== Source records ==
+ + +
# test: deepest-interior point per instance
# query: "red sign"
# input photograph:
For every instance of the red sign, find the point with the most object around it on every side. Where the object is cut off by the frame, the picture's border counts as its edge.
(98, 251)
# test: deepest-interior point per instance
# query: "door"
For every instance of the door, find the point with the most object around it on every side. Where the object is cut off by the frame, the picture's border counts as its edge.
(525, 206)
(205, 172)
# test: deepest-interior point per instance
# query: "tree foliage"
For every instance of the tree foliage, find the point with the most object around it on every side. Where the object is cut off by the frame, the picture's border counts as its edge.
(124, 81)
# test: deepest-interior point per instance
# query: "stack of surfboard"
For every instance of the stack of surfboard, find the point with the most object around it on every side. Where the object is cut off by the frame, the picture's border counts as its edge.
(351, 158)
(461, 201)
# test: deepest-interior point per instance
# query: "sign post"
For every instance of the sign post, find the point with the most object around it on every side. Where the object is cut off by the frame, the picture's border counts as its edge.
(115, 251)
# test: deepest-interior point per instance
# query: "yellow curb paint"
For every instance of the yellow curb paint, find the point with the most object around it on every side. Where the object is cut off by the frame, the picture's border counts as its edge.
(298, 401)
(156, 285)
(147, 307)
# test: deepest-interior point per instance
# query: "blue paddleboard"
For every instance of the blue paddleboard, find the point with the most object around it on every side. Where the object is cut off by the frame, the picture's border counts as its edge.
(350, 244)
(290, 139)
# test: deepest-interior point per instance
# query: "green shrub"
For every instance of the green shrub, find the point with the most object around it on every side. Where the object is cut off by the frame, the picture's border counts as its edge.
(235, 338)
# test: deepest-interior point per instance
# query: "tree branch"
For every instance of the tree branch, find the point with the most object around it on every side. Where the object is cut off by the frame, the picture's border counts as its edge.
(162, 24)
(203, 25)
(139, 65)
+ + +
== Your objective ==
Reproduce the data, keeping every line exactly the same.

== Exercise solution ==
# test: deepest-interior point per instance
# query: "red sign"
# input photograph:
For every instance of the red sign, find the point with the most object around it on every side. Where the object is cut off by the frame, the picture's border counts as its edge.
(98, 251)
# test: deepest-interior point per instance
# query: "door"
For every instance of the door, find the point with the most object around it on every side. Where the object is cut off by the frame, the picture's border counts as its edge.
(525, 206)
(205, 172)
# test: deepest-interior point per instance
# query: "tree foliage"
For every instance of the tree foliage, find the point with the most object around it on every side. Where the object is cut off by the frame, the picture's border counts as its edge.
(124, 81)
# test: deepest-interior point per instance
# query: "stack of surfboard"
For every instance of the stack of surfboard, find the point with the most object around it on every side. Where the object is cut off by the frame, the picture's border counts as its edge.
(351, 158)
(461, 201)
# test: deepest-interior point per instance
# query: "sign post"
For every instance of the sign post, find the point with the most object around it on every side. Where the object is cut off by the frame, the picture's border counts as its edge.
(115, 251)
# test: deepest-interior point per instance
# query: "yellow curb paint"
For every instance of the yellow curb paint, find the point with the most object around it on every side. Where the object is cut off by the frame, the picture's border counts as its edge.
(298, 401)
(156, 285)
(147, 307)
# test: deepest-interior point per instance
# query: "blue paddleboard"
For every instance of the blue paddleboard, find the point with the most object around it on every side. Where the object is cut off by the frame, the picture's border counts as its edge.
(350, 244)
(290, 139)
# test: deepest-interior point per instance
# query: "green shrub"
For every instance of the green shrub, find the point with the most object around it on every side. Where the object is cut off by the frame, the picture's border counts as its edge.
(235, 338)
# test: deepest-interior point per instance
# query: "tree branch"
For every instance of the tree branch, find the point with the most object around it on every side. Where the object is cut off by the frame, the picture's border counts as its edge.
(162, 24)
(203, 25)
(139, 65)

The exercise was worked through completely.